Segment Start: SUPPLIED PASSAGE

By Lisa Rapaport

Women at average risk for breast cancer can wait to start getting mammograms until age 50 and be screened every other year, according to new guidelines from the American College of Physicians.

Many women worry about breast cancer, but most aren’t at high risk for these tumors due to factors like a family history of breast cancer, previous cancer scares, dense breast tissue, or certain genetic mutations linked to breast malignancies. The new guidelines, published today in the Annals of Internal Medicine, are in line with longstanding recommendations from the U.S. Preventive Services Task Force (USPSFT) that recognize most women aren’t at high risk and don’t need mammograms before 50 or annual screening.

“For average-risk women, without symptoms, getting screening mammograms every year as compared to every other year did not clearly improve outcomes while it did increase harms,” Dr. Ana María López, president of the American College of Physicians, said by email.

The goal of screening mammography is to detect tumors before they can be felt in a physical breast exam, catching cancer sooner when it’s easier to treat. Ideally, this should mean fewer women are diagnosed when tumors are bigger, rapidly growing, and harder to attack.

But screening too early or too often can also catch more small, slow-growing tumors that are unlikely to be fatal – without curbing the diagnosis of advanced cancer cases, some previous research suggests. Harms of too much screening can include unnecessary invasive follow-up tests and cancer treatments for tumors that never would have made women sick or led to death, also called overdiagnosis.

Segment End: SUPPLIED PASSAGE
Segment Start: DATA SHOWN

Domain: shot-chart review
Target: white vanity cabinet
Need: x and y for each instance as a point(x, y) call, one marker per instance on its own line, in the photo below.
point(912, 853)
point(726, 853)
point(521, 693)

Segment End: DATA SHOWN
Segment Start: DATA SHOWN

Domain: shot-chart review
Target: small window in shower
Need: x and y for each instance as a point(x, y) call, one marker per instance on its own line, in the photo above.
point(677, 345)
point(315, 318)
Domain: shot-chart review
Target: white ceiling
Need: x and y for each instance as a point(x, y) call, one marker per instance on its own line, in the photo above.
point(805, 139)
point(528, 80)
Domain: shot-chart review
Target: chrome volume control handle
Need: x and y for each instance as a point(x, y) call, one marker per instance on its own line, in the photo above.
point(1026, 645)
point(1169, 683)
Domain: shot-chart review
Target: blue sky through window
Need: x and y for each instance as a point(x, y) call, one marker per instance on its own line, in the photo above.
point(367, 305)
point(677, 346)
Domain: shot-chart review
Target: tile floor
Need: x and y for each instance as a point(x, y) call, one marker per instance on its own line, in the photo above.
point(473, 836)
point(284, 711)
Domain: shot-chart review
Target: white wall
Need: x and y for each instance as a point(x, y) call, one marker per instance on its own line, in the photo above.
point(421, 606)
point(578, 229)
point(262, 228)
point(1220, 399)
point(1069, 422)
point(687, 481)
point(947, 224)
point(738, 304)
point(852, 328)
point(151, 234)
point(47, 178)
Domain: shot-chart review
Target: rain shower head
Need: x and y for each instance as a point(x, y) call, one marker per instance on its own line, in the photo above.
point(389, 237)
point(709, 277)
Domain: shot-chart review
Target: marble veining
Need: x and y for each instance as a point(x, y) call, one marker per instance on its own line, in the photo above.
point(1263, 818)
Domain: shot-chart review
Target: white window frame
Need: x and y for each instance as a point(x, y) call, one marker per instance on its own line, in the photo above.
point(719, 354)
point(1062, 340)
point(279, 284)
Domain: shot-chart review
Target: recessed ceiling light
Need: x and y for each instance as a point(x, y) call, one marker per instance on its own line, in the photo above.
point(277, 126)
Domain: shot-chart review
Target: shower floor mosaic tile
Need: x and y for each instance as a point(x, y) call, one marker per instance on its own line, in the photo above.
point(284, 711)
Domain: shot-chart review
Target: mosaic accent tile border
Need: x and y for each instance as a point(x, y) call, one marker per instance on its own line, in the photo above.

Segment End: DATA SHOWN

--- PARTS OF THE EXERCISE ---
[a] In the article on mammogram guidelines, where were the new guidelines published?
[b] Please extend the article on mammogram guidelines from where it stops.
The records have no connection to the article on mammogram guidelines.

--- EXPECTED OUTPUTS ---
[a] In the Annals of Internal Medicine.

[b]
“Unfortunately, we are currently unable to tell the difference between breast cancers that are over diagnosed versus the cancers that will be harmful to women, thus we recommend treatment for all,” said Dr. Joann Elmore, author of an accompanying editorial and a professor at the David Geffen School of Medicine at the University of California Los Angeles.

“Breast cancer is more common as women age and some of the harms of screening, such as false positives, are less common in older women, thus making the benefit increase and the harms reduced as women age,” Elmore said by email.

“Because of this, more national groups recommend starting screening in the 50s,” Elmore added. “When screening every year, the harms increase markedly, with less of an increase in the benefits, thus some groups now recommend screening every two years.”

For most women 40 to 49 years old, the potential harms of screening mammograms outweigh the possible benefits, according to the ACP guidelines.

Once women start getting mammograms, they should continue through age 74, the ACP recommends. After 75, or earlier for women with a life expectancy of 10 years or less, screening mammograms should stop, according to the ACP.

The American Cancer Society, however, says women ages 45 to 54 should get mammograms every year. Starting at 55, women can continue annual screening or switch to getting mammograms every other year, the cancer society advises.

It is the variation in guidelines that prompted the ACP to weigh in with recommendations of its own, said Dr. Amir Qaseem, vice president of clinical policy for the ACP.

“This highlights the critical role informed and shared decision making plays, and the need to incorporate a woman’s values and preferences in the screening decision regarding when to start screening,” Qaseem said by email.

“It is important for all women to talk to their doctor, starting at age 40, discuss benefits and harms, and share your individual values and preferences, and actively participate in the discussion and decision regarding when to start screening for breast cancer that would be best,” Qaseem advised.